== Reading passage ==

Wednesday, November 23, 2011

Penang Hokkien Mee Recipe Prawn Noodle

Penang Hokkien Mee also commonly known as prawn noodle soup or simply prawn noodles is one of the most definitive hawker food from Penang island in Malaysia. The most significant thing about this prawn noodle is the richly flavored prawn soup base enhanced with pork bone stock. It is called Hokkien Mee only in Penang, people call it Hae Mee in Singapore and other parts of Malaysia like KL and Johor. The major difference that sets the Penang Hokkien Mee (prawn noodle soup) apart from other versions of prawn noodle soup is, Penang Hokkien Mee serves yellow noodles together with mee hoon (vermicelli) whilst others only serve yellow noodles. Local Penang people will tell you that yellow noodles and vermicelli mix is a tastier way of eating prawn noodles but others will say that it taste weird to mix vermicelli into the soup. Your mileage may vary but today, Jolly Wolf is going to show you the prawn noodle recipe for the Penang Hokkien Mee.

Penang Hokkien Mee - Prawn Noodle recipe for 4 pax
Prawn noodle soup recipe ingredients
  1. 1kg of Sea Prawns (red shelled sea prawns preferred) to be de-shelled but keeping the head and shell.
  2. 300 grams of pork bone (or pork ribs if you have more money)
  3. Chicken stock (cubes or powder)
  4. 1.5 litres of water (estimated, no need to really measure)
  5. 150 grams of yellow noodles
  6. 150 grams of vermicelli
  7. A $1 pair of Kang Kong (water convolvulus)
  8. 40cents of bean sprouts
  9. 2 hard boiled eggs
  10. Fish cake slice (optional)

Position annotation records
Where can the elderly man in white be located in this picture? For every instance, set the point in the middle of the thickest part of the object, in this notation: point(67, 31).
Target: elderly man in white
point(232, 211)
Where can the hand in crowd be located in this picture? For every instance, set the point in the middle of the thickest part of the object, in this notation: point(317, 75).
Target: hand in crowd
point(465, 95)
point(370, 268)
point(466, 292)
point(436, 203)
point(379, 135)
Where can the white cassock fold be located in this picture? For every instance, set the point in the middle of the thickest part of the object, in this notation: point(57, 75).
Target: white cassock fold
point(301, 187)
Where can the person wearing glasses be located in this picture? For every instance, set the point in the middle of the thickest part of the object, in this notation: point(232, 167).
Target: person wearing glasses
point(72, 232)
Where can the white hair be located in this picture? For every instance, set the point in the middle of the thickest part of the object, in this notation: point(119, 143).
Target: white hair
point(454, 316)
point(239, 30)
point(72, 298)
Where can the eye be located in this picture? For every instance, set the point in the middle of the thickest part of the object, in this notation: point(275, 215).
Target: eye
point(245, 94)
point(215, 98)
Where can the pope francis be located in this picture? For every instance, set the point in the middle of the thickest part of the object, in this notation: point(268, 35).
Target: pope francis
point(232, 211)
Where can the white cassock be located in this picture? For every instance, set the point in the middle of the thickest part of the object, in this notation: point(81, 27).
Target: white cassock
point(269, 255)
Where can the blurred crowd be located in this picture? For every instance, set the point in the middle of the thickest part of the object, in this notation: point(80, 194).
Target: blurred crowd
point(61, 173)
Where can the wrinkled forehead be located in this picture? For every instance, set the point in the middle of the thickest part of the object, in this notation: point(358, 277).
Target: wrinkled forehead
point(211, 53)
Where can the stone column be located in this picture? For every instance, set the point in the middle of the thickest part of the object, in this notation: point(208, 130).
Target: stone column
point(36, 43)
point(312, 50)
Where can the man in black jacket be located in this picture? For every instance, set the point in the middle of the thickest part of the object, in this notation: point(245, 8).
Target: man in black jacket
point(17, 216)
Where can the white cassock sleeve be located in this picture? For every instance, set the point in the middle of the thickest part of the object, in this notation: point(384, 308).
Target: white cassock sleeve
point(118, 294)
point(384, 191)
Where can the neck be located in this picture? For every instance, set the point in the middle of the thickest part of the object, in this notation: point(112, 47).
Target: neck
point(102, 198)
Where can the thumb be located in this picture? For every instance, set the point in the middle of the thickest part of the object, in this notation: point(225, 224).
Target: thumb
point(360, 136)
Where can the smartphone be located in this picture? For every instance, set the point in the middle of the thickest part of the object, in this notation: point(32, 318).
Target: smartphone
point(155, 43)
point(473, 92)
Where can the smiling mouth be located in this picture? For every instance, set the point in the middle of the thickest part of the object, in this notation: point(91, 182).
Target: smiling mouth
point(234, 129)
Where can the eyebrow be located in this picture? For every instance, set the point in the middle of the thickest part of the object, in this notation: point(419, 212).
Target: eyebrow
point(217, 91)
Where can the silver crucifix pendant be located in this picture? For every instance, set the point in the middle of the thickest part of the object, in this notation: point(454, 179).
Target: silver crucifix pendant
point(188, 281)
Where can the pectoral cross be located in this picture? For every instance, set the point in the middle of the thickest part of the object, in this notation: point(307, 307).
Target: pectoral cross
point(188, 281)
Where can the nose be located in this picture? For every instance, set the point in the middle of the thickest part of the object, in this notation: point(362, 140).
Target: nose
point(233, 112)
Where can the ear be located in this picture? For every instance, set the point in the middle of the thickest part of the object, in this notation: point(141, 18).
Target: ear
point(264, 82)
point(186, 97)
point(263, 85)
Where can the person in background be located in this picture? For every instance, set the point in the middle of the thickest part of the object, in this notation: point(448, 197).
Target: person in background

== Task instructions ==
(a) Translate this sentence from the prawn noodle recipe into Spanish: "The most significant thing about this prawn noodle is the richly flavored prawn soup base enhanced with pork bone stock."
(b) Write down the part of the prawn noodle recipe word for word, starting at "3. Chicken stock" and ending at "Kong (water convolvulus)".

== Expected results ==
(a) Lo más significativo de estos fideos con gambas es su base de sopa de gambas de sabor intenso, potenciada con caldo de huesos de cerdo.

(b)
3. Chicken stock (cubes or powder)
  4. 1.5 litres of water (estimated, no need to really measure)
  5. 150 grams of yellow noodles
  6. 150 grams of vermicelli
  7. A $1 pair of Kang Kong (water convolvulus)